### SCHRIFTLICHE AUFGABE 1
In welchen Konzentrationslagern war Svetlana laut dem vorliegenden Text über Svetlana, Anastasia und Major Blau interniert?
### SCHRIFTLICHE AUFGABE 2
Setze den vorliegenden Text über Svetlana, Anastasia und Major Blau nach seinem letzten Satz fort.

### VORLIEGENDER TEXT
◇ ◇ ◇

Wenn die jüdische Harfenspielerin Svetlana, aufgewühlt durch die Lektüre von Elie Wiesels „Die Nacht zu begraben, Elischa“, zum ersten Mal über ihre Internierung in den Konzentrationslagern Theresienstadt und Buchenwald berichtet, wenn die bessarabische Bojarin Anastasia, die jahrelang einen deutschen SS-Offizier als ihre vermeintlich schwer kranke Mutter versteckt gehalten hat, ihn nach seinem Tod unerkannt zu begraben versucht oder wenn der Securitate-Major Blau nach der Erkundung eines unterirdischen Geheimgangs, der von der Stadtmauer zum Drachenhaus führt, plötzlich aus dem Untergrund im Lesezirkel der Hausbewohner auftaucht, verdichten sich die Geschehnisse zu einer greifbaren Vergegenwärtigung jener düsteren, beklemmenden Zeit.

◇ ◇ ◇

### AUSGELESENE EINTRÄGE
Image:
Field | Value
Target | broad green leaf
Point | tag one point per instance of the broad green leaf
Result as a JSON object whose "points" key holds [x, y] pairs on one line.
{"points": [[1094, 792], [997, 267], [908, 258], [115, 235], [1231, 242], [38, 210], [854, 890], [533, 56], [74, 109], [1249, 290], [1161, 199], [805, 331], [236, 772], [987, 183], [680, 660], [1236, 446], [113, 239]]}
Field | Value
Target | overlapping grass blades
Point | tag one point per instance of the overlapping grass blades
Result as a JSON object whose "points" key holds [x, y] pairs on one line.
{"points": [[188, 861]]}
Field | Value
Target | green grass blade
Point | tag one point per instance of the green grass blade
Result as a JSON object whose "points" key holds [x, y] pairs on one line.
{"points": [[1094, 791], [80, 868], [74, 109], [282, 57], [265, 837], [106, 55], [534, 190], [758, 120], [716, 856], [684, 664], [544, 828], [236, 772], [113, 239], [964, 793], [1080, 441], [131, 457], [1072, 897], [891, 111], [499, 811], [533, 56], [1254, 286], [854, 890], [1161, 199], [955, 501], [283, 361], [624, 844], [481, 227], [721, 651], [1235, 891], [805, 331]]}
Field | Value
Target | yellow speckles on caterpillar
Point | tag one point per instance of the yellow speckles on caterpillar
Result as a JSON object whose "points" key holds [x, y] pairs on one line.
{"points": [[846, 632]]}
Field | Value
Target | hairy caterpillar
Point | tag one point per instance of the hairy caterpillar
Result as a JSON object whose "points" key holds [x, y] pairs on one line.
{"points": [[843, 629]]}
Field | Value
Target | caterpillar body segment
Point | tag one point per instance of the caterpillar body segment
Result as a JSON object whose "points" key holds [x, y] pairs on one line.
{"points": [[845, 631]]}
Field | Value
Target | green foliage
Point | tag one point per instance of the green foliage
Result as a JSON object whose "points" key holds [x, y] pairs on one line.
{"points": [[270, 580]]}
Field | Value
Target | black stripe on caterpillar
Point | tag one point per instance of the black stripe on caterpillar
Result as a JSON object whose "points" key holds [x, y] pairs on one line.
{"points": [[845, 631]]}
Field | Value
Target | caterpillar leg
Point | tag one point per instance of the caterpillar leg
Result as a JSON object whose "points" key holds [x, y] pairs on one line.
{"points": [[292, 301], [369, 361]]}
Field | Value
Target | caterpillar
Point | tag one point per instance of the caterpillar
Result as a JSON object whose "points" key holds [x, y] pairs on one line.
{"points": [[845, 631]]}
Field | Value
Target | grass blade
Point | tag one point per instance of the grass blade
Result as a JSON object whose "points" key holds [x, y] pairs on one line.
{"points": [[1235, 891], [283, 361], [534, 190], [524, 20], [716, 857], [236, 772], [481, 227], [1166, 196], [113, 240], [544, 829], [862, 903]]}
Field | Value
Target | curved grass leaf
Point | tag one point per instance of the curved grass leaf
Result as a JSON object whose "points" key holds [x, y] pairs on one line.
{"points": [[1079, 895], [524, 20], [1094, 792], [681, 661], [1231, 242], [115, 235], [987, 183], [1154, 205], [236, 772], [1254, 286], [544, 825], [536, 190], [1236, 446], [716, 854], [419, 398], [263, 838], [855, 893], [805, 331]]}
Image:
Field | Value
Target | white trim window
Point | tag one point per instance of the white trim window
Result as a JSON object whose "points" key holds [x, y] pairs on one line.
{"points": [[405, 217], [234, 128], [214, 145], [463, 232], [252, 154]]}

◇ ◇ ◇

### SCHRIFTLICHE ANTWORT 1
In Theresienstadt und Buchenwald.

### SCHRIFTLICHE ANTWORT 2
Obwohl einige der Gestalten den treuen Lesern Eginald Schlattners bereits aus seinen vorherigen Büchern bekannt sein dürften, etwa die engere Familie oder der Vernehmungsoffizier vom Geheimdienst nebst seiner eigenwilligen Nichte, gewinnt der Autor ihnen überraschend neue Facetten ab, indem er sie in einem gewandelten Kontext agieren lässt, nämlich in einer unerfüllten, weil einseitigen Liebesbeziehung zwischen der Pfarrerstochter Anita Mirjam und dem Ich-Erzähler, die nach einem tragischen Unfall der jungen Frau, der sie an den Rollstuhl fesselt, in der Mahnung und Erkenntnis gipfelt: „Du bist für das Antlitz des anderen verantwortlich.“
Eginald Schlattner bietet hier erneut ein ebenso lebendiges wie berührendes transsylvanisches Panorama und Panoptikum.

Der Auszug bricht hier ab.